→ **TEXTO PARA ANALIZAR**
· · · · ·
Y la tarde, arrullada por el cansancio del camino y el buen
yantar, propicia a las confidencias, trae, como a Machado, cantos de sirena,
Penélopes con las que sueño y a las que mi imaginación visten de un refinado
erotismo lleno de expectación. Y mientras, tras los cristales llueve y llueve.
Y leo contrariado como Pilar de
Valderrama, mujer culta, acomodada, amante de los versos de Machado, acude a él
y se interesa por el ser Machado más como refugio sublime que como hombre, más el
subterfugio de un idea que la imperiosa realidad. Y entonces pienso en que todo
es una locura monjil propia de épocas de ayuno y atosigamientos clericales. Y esa
búsqueda de la “amante” de Machado “donde poder encontrarse con el poeta tutor
de su corazón sin la “mancha” (sic) impura que el amor y el sexo y sus
destrozos van causando sin remedio”, se me antoja una cobardía impropia de los
hijos de la pasión y los amantes de esa poesía que ha de alimentar tanto
nuestro cuerpo como el de nuestro espíritu.
Y no me olvido de João César Monteiro y su Recuerdos de la casa amarilla, el film
portugués que vi hace un par de días. Con ello queda cerrado el ciclo de mi paso
por Portugal. Dejado atrás ya por consiguiente Pessoa, Antonio Lobo Antunes,
Saramago, Oliveira, Pedro Costa y João César Monteiro que me han acompañado en
el tramo de Camino Portugués y de la
Costa , y una vez ya en Galicia, imagino que lo que ahora tocará es leer a Pardo Bazán, a Álvaro Cunqueiro; yo qué sé, ya tendré tiempo de investigar estos días. Si cuando llegas a Galicia lo que ha sido obligado fue
tomar caldo gallego, pulpo o lamprea, imagino que algo parecido habrá que hacer
con el cine y la literatura.
· · · · ·
→ **INFORMACIÓN PROPORCIONADA**

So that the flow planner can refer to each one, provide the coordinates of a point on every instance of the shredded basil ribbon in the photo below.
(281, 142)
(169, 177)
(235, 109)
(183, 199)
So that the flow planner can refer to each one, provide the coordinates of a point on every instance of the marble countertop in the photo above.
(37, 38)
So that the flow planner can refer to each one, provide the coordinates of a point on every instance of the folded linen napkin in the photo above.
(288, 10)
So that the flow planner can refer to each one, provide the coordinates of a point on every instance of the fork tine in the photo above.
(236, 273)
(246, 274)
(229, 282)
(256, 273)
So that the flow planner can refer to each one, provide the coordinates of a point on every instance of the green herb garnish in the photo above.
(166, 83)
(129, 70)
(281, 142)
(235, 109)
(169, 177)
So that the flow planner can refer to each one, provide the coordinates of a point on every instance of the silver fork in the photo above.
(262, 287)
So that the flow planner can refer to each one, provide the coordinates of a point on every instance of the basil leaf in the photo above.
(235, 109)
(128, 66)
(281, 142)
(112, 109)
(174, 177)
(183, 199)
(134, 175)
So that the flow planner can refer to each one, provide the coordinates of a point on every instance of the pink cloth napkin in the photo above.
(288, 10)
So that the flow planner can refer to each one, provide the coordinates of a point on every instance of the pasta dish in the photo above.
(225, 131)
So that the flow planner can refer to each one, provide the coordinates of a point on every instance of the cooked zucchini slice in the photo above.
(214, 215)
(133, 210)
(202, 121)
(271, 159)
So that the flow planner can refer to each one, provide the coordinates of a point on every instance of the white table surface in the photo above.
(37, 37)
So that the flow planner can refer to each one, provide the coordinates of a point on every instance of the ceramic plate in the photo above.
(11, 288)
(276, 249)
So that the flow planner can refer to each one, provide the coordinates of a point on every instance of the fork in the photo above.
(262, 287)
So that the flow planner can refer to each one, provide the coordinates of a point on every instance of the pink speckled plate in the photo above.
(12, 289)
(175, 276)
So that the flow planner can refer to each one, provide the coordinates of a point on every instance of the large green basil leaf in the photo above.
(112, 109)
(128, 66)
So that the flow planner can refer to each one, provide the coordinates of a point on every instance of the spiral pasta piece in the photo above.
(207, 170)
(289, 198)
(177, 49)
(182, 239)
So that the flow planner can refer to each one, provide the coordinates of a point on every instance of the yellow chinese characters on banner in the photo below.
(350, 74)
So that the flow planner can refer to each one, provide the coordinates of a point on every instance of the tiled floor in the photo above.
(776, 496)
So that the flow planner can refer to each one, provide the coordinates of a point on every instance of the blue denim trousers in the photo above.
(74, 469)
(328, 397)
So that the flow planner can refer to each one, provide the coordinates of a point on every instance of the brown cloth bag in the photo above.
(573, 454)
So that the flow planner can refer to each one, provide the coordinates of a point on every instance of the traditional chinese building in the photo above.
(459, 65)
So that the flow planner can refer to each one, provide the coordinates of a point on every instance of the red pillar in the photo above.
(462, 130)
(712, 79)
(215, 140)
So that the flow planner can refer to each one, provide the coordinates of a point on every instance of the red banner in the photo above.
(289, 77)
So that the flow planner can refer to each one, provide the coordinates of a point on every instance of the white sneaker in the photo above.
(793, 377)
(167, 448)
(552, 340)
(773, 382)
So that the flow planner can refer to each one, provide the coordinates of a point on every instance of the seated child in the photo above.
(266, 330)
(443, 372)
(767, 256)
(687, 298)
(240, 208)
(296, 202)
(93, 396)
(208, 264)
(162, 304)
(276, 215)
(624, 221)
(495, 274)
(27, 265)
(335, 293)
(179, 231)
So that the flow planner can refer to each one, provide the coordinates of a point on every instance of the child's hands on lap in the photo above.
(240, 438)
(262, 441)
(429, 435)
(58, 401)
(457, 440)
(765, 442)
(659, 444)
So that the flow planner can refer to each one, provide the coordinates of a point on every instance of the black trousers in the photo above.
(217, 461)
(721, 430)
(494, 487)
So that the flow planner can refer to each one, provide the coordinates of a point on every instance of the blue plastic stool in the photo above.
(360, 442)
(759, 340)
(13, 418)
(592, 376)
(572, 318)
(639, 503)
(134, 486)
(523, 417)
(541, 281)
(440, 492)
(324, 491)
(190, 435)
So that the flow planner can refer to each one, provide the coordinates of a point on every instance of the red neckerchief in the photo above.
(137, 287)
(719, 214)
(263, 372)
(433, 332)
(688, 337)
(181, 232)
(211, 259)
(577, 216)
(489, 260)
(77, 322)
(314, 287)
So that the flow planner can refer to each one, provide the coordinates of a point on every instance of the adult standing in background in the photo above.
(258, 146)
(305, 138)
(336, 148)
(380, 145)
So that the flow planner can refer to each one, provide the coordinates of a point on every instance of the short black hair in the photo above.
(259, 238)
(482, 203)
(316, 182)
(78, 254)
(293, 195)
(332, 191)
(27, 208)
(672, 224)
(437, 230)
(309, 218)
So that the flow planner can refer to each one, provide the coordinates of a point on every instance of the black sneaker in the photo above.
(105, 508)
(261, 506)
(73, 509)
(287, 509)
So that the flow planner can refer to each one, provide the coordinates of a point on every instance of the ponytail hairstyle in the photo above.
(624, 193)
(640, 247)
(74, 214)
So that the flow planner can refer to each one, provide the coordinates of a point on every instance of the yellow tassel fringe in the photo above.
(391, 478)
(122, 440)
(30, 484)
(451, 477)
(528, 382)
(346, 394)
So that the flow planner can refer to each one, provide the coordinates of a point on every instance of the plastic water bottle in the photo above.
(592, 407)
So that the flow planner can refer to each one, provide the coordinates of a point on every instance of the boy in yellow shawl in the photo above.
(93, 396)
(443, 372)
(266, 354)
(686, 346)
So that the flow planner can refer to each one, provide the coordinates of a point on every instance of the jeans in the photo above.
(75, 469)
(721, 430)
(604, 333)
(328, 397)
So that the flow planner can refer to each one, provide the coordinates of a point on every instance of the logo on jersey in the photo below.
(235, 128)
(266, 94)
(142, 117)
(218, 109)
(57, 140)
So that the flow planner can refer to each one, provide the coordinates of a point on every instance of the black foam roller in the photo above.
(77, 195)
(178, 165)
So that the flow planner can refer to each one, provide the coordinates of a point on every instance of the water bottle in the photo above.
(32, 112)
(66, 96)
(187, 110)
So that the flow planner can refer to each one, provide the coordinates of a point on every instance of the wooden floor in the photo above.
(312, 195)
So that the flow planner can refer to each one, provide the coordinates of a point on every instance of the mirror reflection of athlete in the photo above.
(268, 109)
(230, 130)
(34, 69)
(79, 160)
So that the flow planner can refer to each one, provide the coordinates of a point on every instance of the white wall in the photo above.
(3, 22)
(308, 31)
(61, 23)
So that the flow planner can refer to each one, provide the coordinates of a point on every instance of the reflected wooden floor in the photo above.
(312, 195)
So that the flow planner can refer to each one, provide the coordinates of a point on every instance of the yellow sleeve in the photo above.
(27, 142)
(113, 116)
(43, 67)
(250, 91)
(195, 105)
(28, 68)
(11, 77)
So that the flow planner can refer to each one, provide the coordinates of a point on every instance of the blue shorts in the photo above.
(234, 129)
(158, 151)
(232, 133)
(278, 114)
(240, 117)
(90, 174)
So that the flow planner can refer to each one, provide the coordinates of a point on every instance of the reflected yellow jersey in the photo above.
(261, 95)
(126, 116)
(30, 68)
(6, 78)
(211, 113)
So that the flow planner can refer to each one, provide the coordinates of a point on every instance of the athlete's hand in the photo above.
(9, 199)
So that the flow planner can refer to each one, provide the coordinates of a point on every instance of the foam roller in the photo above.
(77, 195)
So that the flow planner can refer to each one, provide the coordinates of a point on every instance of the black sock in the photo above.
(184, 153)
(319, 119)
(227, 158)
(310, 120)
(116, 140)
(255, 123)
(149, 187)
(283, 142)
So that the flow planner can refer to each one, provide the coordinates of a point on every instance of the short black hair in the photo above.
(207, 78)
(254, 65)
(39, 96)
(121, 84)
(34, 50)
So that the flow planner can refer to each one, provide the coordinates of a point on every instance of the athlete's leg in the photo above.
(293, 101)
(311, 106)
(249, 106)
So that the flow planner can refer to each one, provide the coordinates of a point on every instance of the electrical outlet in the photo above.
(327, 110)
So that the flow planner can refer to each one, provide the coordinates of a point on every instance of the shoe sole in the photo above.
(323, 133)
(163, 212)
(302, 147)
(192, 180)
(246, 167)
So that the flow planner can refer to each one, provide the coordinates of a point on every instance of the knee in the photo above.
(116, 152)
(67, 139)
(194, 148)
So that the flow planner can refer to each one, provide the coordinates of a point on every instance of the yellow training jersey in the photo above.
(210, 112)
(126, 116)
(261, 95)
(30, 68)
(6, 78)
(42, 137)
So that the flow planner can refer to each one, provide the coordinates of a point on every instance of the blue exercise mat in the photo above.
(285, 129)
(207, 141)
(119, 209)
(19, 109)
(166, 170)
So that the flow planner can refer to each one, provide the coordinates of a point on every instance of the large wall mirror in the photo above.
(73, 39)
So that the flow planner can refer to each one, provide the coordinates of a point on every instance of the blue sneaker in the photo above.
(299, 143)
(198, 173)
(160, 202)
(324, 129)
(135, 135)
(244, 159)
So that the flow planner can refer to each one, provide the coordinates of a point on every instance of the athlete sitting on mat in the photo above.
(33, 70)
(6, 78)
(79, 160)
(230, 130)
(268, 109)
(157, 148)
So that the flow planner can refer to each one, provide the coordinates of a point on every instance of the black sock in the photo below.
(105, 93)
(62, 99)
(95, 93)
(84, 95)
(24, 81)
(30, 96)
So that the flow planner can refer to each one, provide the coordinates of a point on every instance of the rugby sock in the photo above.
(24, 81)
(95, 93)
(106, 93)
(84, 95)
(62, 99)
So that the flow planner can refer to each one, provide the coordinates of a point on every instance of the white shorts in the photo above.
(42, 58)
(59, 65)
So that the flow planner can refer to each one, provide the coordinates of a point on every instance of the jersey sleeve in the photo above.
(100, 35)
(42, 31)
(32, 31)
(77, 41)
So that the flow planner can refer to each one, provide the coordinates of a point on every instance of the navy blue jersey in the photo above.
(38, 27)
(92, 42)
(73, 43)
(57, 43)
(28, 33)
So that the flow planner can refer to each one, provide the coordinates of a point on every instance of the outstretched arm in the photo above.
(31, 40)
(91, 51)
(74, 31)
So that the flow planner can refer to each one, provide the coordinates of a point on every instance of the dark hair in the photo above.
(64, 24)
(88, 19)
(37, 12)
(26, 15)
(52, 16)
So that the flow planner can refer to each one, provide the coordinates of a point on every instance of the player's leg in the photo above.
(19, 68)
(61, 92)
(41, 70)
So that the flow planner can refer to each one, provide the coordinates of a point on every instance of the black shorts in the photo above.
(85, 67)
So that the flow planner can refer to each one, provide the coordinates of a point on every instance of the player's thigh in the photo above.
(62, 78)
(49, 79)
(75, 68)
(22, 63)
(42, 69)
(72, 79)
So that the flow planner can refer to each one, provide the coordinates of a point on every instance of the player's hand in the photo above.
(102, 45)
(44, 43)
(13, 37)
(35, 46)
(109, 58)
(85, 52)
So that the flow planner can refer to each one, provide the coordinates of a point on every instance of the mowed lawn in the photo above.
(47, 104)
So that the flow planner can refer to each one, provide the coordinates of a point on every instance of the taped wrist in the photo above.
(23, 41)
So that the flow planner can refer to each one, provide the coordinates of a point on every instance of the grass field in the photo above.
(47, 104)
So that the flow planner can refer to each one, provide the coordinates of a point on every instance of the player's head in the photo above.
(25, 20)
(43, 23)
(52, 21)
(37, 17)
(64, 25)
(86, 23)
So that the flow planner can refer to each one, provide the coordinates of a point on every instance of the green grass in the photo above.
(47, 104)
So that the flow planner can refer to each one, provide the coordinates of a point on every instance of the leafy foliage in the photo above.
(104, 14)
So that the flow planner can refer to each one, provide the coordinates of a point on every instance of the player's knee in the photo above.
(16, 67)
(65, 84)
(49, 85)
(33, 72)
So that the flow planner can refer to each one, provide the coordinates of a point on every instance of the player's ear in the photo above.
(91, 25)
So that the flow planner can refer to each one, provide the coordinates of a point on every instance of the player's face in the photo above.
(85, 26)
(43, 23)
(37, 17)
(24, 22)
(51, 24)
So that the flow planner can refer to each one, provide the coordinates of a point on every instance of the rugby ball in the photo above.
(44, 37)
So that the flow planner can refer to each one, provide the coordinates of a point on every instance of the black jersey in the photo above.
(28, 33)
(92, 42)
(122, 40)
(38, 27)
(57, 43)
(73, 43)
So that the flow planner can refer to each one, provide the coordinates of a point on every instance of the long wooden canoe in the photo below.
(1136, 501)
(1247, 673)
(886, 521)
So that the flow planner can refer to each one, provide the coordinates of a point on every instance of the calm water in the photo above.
· · · · ·
→ **TAREAS POR HACER**
• 1. Reproduce el pasaje del texto sobre el Camino Portugués comprendido entre "Y leo contrariado" y "de nuestro espíritu.", ambos incluidos.
• 2. Prolonga, por favor, el texto sobre el Camino Portugués a partir de su última oración.

→ **RESPUESTAS**
• 1.
Y leo contrariado como Pilar de
Valderrama, mujer culta, acomodada, amante de los versos de Machado, acude a él
y se interesa por el ser Machado más como refugio sublime que como hombre, más el
subterfugio de un idea que la imperiosa realidad. Y entonces pienso en que todo
es una locura monjil propia de épocas de ayuno y atosigamientos clericales. Y esa
búsqueda de la “amante” de Machado “donde poder encontrarse con el poeta tutor
de su corazón sin la “mancha” (sic) impura que el amor y el sexo y sus
destrozos van causando sin remedio”, se me antoja una cobardía impropia de los
hijos de la pasión y los amantes de esa poesía que ha de alimentar tanto
nuestro cuerpo como el de nuestro espíritu.

• 2.
João César Monteiro, un yo me lo como yo me lo guiso que en
absoluto, creo, puede decirse que sea el Woody Allen portugués, como algún
comentarista he visto que adelanta, que dirige, interpreta y se hace cargo del
guión, recrea en Recuerdos de la casa
amarilla la vida de un pobre diablo que, sobre un fondo de tintes
neorrealistas, la casa de huéspedes donde se hospeda, el vecindario, el
particular comportamiento de las amas de casa, crea una historia que da vida a
un excéntrico personaje, João de Deus, álter ego de João César Monteiro, que
correrá en todo momento con el peso argumental del film, maníaco sexual, siempre
sin un céntimo en el bolsillo, asediado por su casera y de reacciones atípicas
que hará que termine con sus huesos en un hospicio. Algunas secuencias oníricas
no exentas de pinceladas de surrealismo hacia el final de la película colocará
al film más allá de su primer neorrealismo para convertirlo en una caprichosa
abstracción que se resuelve en una estética en donde el protagonista salido de
la humareda luminosa de un pozo tan pronto puede ser asimilado al Lázaro del
Evangelio como a una virgen de Fátima dispuesta a hacer algún milagro.
Portugal quedó atrás, Santiago de Compostela está cada vez
más cerca, las borrascas amenazan las jornadas próximas del peregrino. Mañana
alcanzaré en Redondela la confluencia con el Camino Portugués.